═══ Data in this exercise ═══

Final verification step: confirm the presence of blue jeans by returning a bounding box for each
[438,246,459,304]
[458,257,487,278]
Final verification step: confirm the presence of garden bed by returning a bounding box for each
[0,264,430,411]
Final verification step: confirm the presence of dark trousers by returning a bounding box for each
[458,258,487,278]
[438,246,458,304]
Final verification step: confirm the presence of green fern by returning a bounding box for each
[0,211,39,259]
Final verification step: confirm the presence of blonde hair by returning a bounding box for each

═══

* [Problem]: Take the lines from the start of the records through the line with "[0,264,430,411]". Repeat them with "garden bed" swapped for "flower bed" and everything else unchanged.

* [The result]:
Final verification step: confirm the presence of blue jeans by returning a bounding box for each
[438,246,459,304]
[458,257,487,278]
Final verification step: confirm the presence of flower bed by returning a bounding box for each
[0,264,430,411]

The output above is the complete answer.